Word for word, return the lines below from the first through the line that has "find the green potted plant", dropping the pictures.
#### Material for the task
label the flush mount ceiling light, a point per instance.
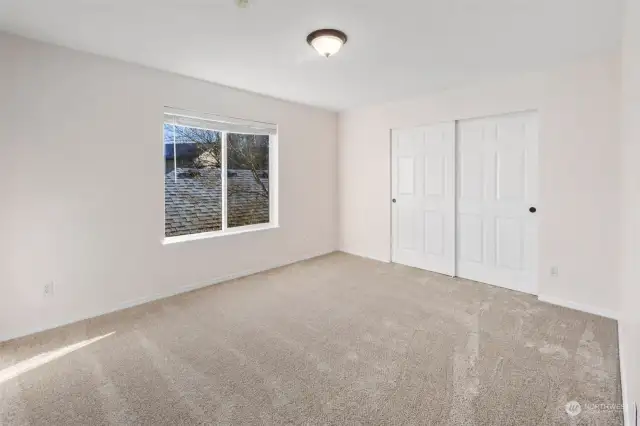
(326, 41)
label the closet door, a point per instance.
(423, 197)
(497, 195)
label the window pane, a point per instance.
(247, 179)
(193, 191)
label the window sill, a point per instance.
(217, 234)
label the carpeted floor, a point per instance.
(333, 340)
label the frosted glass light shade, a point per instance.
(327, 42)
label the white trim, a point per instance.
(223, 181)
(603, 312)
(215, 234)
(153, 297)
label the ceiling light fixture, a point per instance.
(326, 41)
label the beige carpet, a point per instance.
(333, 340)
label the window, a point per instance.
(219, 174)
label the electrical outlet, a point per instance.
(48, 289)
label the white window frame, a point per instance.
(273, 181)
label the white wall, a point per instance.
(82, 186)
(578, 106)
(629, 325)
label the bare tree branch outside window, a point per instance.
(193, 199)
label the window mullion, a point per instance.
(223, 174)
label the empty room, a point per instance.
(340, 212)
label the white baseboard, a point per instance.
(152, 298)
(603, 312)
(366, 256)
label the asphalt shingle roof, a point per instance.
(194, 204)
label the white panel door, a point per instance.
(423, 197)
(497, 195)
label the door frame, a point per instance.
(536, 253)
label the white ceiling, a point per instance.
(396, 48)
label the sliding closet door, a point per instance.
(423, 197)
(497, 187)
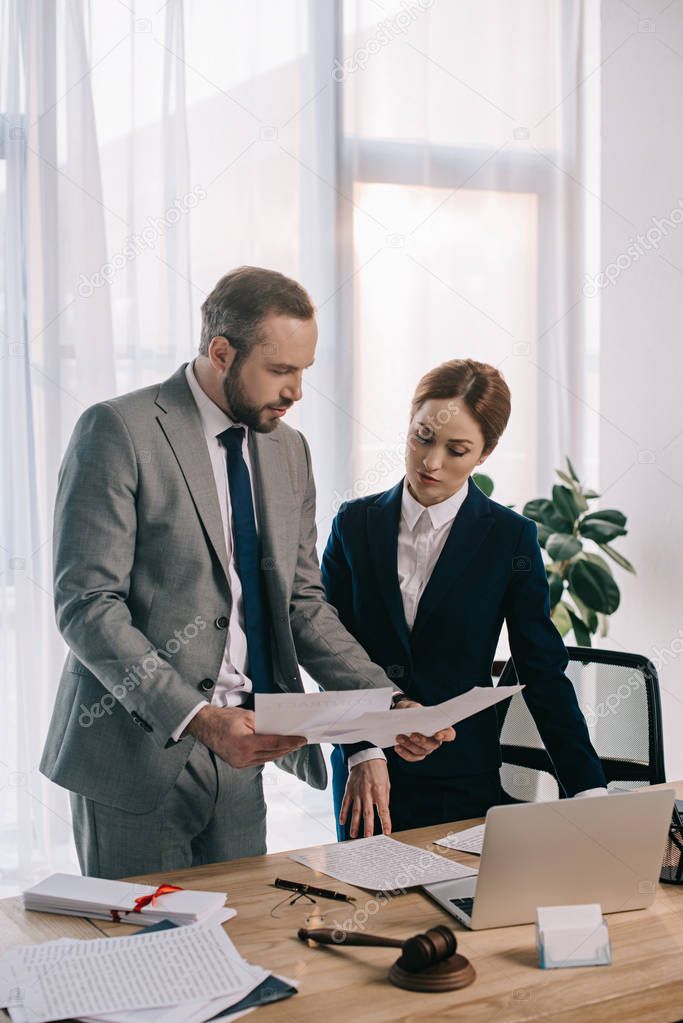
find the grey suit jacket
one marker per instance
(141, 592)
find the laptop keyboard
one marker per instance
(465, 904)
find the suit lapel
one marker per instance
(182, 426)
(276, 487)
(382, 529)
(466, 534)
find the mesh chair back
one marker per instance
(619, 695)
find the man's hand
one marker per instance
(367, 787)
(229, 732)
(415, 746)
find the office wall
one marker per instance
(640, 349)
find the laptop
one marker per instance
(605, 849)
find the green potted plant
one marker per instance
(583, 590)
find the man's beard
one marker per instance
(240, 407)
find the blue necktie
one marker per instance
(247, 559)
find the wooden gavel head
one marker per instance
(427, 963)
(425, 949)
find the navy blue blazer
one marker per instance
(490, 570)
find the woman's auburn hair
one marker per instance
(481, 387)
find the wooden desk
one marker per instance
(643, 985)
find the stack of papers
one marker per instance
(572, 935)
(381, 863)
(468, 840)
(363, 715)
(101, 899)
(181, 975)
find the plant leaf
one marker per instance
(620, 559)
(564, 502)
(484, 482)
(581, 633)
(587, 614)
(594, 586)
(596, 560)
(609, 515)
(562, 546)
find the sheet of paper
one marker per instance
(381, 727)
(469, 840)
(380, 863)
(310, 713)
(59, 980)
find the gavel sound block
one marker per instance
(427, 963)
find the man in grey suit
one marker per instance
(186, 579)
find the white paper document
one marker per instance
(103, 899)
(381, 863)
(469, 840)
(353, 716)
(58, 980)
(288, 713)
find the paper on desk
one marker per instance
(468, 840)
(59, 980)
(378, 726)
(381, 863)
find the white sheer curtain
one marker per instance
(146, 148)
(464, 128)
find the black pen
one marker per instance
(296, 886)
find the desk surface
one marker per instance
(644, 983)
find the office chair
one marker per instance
########
Response box —
label the flush mount ceiling light, a point per instance.
(326, 41)
label the closet door, a point per instance.
(423, 197)
(497, 195)
label the window pane, a point per instance.
(247, 179)
(193, 191)
label the window sill, a point per instance.
(217, 234)
label the carpeted floor, a point per instance.
(333, 340)
label the frosted glass light shade, a point per instance.
(327, 42)
label the white trim, a point per instance.
(223, 181)
(603, 312)
(215, 234)
(153, 297)
label the ceiling light fixture, a point per instance.
(326, 41)
label the beige carpet, a point per instance.
(333, 340)
label the window, a point per instance.
(219, 174)
label the electrical outlet, a point per instance.
(48, 289)
label the white window frame, a point per instance.
(273, 181)
label the white wall, a point per instance.
(82, 186)
(578, 106)
(629, 325)
label the bare tree branch outside window, a point per instance.
(193, 199)
label the window mullion, a point per instance.
(223, 174)
label the empty room, a point per instance.
(340, 212)
label the white baseboard, a point per instance.
(152, 298)
(603, 312)
(366, 256)
label the asphalt shingle roof, a point per instance.
(194, 204)
label the white panel door, a point per instance.
(423, 197)
(497, 195)
label the door frame, a point per instance.
(536, 253)
label the white ceiling, a point per instance.
(396, 48)
label the sliding closet door, a point per instance.
(423, 197)
(497, 187)
find the grey suit jacket
one marker per instance
(141, 592)
find the laptop keyboard
one marker per instance
(465, 904)
find the suit lapel
one marker per instance
(182, 426)
(276, 487)
(382, 529)
(466, 534)
find the mesh chair back
one marker per instance
(619, 695)
find the man's hand
one marker per instance
(367, 787)
(229, 732)
(415, 746)
find the office wall
one marker per instance
(640, 349)
find the laptop
one marker per instance
(605, 849)
find the green potted plant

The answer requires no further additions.